**Stated problem:** Rename "paved plaza" to "stone courtyard" in everything from the start of the entries down to the line containing "240 283 L 210", and give those lines again with all else unchanged.

#### Stored data ####

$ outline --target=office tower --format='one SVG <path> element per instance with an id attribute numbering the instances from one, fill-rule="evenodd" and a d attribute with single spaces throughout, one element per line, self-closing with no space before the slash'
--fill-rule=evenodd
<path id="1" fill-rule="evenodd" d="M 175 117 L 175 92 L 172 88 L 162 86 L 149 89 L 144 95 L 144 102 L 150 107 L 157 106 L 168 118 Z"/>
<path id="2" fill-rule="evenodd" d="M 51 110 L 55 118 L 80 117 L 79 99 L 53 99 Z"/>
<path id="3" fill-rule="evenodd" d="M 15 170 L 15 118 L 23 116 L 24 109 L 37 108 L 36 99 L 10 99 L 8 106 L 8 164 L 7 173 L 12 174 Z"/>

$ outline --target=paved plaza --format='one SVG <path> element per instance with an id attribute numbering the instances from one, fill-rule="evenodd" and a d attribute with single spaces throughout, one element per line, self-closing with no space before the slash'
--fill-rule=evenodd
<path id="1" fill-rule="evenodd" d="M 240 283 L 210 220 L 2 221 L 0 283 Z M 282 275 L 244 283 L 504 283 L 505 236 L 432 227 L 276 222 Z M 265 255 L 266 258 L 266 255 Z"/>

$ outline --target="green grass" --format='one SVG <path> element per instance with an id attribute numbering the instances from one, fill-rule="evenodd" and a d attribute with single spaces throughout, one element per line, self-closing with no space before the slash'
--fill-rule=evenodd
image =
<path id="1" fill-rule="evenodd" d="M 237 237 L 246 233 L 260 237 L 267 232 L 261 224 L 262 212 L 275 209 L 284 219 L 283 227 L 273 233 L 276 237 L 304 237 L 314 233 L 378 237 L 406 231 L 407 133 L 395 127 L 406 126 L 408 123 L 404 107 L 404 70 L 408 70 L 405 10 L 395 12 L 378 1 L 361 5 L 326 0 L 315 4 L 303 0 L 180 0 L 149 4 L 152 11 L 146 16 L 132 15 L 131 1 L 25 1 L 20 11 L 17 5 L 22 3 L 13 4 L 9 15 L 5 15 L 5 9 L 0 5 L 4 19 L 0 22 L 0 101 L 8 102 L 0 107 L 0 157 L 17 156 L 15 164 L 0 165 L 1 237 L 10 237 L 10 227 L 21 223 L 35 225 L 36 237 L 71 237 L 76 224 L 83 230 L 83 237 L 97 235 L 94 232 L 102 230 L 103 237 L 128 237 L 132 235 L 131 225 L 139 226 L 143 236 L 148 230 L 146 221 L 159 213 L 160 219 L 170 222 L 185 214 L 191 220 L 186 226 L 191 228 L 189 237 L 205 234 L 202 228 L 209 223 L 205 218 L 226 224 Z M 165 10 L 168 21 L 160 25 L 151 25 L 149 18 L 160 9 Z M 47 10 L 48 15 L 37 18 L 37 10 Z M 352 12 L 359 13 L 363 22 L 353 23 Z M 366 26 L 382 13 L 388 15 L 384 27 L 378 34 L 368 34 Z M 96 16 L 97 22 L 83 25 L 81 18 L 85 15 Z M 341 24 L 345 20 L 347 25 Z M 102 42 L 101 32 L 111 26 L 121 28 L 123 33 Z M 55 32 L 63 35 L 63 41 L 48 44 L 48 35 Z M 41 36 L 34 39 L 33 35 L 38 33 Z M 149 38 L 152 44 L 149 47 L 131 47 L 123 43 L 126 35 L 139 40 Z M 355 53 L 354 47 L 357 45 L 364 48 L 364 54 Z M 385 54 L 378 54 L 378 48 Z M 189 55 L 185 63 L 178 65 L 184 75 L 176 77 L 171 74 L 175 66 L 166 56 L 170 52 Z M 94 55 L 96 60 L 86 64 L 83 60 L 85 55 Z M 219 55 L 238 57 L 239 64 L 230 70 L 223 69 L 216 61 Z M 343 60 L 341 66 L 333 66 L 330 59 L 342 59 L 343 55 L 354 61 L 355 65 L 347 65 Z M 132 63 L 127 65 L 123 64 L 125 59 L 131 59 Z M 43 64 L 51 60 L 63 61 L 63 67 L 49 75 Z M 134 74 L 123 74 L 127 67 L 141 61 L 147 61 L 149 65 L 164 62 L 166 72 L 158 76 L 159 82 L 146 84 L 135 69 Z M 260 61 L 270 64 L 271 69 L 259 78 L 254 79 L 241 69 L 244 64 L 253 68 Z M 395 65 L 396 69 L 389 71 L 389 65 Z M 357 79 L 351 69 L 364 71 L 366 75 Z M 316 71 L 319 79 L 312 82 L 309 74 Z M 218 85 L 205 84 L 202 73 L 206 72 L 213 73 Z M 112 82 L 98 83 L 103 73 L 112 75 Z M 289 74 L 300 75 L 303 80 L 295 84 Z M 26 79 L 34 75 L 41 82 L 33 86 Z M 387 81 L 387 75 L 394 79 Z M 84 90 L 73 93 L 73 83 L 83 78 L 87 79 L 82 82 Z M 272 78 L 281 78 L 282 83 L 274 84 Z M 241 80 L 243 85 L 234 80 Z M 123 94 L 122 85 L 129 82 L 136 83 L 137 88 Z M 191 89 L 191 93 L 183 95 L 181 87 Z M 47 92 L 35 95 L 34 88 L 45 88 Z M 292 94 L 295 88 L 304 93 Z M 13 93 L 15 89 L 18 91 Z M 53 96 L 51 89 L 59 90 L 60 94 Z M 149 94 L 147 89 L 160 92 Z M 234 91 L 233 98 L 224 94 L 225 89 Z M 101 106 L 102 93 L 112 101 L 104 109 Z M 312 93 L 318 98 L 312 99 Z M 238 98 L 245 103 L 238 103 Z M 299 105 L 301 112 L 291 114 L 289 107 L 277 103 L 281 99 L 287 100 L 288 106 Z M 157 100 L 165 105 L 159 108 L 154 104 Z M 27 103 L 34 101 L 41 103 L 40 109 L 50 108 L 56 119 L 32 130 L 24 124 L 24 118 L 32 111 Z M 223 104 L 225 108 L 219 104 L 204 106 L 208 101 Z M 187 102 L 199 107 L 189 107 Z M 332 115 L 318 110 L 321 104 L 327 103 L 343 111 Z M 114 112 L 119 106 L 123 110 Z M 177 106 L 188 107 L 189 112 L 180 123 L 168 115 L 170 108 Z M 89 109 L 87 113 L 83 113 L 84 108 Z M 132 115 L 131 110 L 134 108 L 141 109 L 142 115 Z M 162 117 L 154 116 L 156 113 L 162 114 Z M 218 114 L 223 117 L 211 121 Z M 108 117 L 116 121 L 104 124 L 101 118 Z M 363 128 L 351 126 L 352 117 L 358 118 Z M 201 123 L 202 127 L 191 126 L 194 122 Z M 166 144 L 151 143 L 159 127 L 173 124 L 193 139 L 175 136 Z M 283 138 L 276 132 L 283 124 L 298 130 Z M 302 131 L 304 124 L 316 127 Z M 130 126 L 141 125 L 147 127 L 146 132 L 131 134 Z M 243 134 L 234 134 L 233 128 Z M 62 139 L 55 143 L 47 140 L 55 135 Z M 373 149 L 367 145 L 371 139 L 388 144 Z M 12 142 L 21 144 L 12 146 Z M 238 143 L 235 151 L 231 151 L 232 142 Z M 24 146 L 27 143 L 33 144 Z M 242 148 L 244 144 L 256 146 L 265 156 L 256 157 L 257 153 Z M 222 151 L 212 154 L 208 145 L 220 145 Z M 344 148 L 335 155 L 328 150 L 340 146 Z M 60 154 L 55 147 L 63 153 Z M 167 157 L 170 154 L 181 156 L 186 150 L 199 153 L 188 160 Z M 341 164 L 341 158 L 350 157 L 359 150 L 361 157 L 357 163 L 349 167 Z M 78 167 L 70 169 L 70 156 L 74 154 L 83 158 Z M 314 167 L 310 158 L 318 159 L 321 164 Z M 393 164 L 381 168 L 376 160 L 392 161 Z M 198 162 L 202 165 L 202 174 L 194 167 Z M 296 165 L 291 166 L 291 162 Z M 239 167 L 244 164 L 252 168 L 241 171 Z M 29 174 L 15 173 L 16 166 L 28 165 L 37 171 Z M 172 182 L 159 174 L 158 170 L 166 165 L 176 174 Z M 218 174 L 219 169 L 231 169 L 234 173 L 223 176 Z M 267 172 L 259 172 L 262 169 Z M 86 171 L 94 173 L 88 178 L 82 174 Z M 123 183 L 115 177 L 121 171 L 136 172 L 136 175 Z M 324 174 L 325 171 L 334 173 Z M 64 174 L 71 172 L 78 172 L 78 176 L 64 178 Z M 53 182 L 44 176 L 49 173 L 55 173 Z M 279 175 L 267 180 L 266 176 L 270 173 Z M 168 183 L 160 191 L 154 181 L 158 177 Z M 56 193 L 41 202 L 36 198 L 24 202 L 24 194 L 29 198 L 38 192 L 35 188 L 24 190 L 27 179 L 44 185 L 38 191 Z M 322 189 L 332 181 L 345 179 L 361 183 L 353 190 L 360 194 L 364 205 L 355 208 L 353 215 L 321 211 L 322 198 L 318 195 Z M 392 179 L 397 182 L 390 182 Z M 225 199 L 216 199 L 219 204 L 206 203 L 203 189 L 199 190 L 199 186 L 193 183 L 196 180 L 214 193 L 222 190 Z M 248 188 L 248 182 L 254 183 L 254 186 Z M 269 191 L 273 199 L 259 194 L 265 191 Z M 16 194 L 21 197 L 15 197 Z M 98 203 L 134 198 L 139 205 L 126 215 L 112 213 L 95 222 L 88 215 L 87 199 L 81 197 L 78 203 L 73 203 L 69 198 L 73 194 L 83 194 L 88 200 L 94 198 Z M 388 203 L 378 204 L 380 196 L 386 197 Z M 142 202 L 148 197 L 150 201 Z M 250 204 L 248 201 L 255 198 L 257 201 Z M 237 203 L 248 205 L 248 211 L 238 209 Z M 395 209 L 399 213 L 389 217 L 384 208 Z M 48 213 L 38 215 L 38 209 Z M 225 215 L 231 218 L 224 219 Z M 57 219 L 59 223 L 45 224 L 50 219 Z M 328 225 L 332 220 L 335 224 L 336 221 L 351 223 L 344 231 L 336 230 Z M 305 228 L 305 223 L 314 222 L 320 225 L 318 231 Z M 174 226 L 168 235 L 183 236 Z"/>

####

**Written response:**
$ outline --target=office tower --format='one SVG <path> element per instance with an id attribute numbering the instances from one, fill-rule="evenodd" and a d attribute with single spaces throughout, one element per line, self-closing with no space before the slash'
--fill-rule=evenodd
<path id="1" fill-rule="evenodd" d="M 175 117 L 175 92 L 172 88 L 162 86 L 149 89 L 144 95 L 144 102 L 150 107 L 157 106 L 168 118 Z"/>
<path id="2" fill-rule="evenodd" d="M 51 110 L 55 118 L 80 117 L 79 99 L 53 99 Z"/>
<path id="3" fill-rule="evenodd" d="M 15 170 L 15 118 L 23 116 L 24 109 L 37 108 L 36 99 L 10 99 L 8 106 L 8 164 L 7 173 L 12 174 Z"/>

$ outline --target=stone courtyard --format='one SVG <path> element per instance with an id attribute numbering the instances from one, fill-rule="evenodd" and a d attribute with single spaces throughout, one element per line, self-closing with no space before the slash'
--fill-rule=evenodd
<path id="1" fill-rule="evenodd" d="M 240 283 L 210 220 L 2 221 L 0 283 Z M 282 275 L 244 283 L 504 283 L 505 236 L 432 227 L 276 222 Z M 265 255 L 266 258 L 266 255 Z"/>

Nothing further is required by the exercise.